Consigne écrite 1:
Dans le texte source, énumérez tous les leviers mis en application pour permettre à ces professions d'entreprendre.

Texte source:
((

Des difficultés à passer le cap.
Un projet pluri-professionnel répond à plusieurs enjeux et requiert de multiples connaissances, celle de bien connaître les spécificités du ou des professionnels avec qui l’on souhaite s’associer, de son apport, de sa complémentarité pour créer et capter encore plus de valeur ensemble, de bien comprendre les freins et opportunités règlementaires et déontologiques de chacun, de bien maîtriser le positionnement des parties prenantes dans le montage et le chainage de l’offre de service délivré au client et sa proposition de valeur.
Plusieurs leviers ont été mis en application pour permettre à ces professions d’entreprendre :
la charte de collaboration interprofessionnelle signée en juin 2006 par les instances des avocats, notaires et experts-comptables ;
le livre blanc réalisé par Open Law en 2017 sur l’exploration des perspectives ouvertes par l’interprofessionnalité simulant « in vitro » la création d’une société pluri-professionnelle d’exercice ;
le guide pratique élaboré en 2020 à destination des professionnels souhaitant monter une SPE par le groupe de travail interprofessionnel du CNB, de la Chambre nationale des commissaires de Justice, du CNCPI, du CSN, de l’Ordre des experts-comptables et du groupe des avocats au Conseil d’État et à la Cour de cassation.

))

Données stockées

((

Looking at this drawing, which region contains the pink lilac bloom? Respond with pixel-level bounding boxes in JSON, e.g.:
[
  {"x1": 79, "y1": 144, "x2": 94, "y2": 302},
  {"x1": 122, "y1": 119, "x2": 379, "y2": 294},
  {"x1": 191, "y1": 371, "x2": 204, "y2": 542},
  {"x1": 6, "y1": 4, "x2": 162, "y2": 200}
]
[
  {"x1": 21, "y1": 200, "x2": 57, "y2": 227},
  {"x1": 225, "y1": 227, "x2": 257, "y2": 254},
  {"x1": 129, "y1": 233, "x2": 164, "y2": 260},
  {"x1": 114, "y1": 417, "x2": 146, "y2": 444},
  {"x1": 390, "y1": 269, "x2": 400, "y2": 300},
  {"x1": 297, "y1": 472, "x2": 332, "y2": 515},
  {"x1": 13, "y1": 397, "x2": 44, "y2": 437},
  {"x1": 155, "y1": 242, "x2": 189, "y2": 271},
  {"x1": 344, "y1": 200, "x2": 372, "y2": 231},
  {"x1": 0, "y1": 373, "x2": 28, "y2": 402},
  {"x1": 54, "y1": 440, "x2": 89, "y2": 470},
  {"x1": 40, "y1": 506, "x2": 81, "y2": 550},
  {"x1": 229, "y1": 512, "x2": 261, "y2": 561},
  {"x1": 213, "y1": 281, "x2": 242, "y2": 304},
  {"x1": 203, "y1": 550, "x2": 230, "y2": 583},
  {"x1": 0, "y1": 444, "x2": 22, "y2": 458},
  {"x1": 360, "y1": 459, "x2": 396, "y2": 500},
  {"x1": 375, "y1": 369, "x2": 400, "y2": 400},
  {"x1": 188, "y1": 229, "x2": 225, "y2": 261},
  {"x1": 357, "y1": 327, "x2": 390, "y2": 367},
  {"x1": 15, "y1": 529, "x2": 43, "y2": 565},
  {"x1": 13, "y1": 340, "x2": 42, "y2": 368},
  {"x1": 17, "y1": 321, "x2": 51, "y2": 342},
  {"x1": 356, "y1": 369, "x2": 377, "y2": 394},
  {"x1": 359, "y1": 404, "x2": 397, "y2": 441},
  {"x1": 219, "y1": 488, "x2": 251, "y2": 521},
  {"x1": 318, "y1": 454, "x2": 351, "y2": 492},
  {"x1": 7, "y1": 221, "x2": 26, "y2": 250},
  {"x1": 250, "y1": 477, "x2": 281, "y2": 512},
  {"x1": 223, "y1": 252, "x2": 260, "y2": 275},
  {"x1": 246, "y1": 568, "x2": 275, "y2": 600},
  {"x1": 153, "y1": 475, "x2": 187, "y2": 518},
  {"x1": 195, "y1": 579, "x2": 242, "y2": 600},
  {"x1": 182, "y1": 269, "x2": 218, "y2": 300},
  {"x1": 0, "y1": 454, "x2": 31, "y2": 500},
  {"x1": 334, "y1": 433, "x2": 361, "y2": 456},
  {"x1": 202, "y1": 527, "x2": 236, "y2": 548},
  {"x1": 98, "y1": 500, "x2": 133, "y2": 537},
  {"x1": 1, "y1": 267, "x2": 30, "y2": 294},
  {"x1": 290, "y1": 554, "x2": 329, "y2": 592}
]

))

Consigne écrite 2:
Rassemblez chaque ligne des lignes ci-dessus qui contient le mot « this », en respectant la casse.

Réponse attendue 1:
- La charte de collaboration interprofessionnelle signée en juin 2006 par les instances des avocats, notaires et experts-comptables.
- Le livre blanc réalisé par Open Law en 2017 sur l'exploration des perspectives ouvertes par l'interprofessionnalité.
- Le guide pratique élaboré en 2020 par le groupe de travail interprofessionnel à destination des professionnels souhaitant monter une SPE.

Réponse attendue 2:
Looking at this drawing, which region contains the pink lilac bloom? Respond with pixel-level bounding boxes in JSON, e.g.:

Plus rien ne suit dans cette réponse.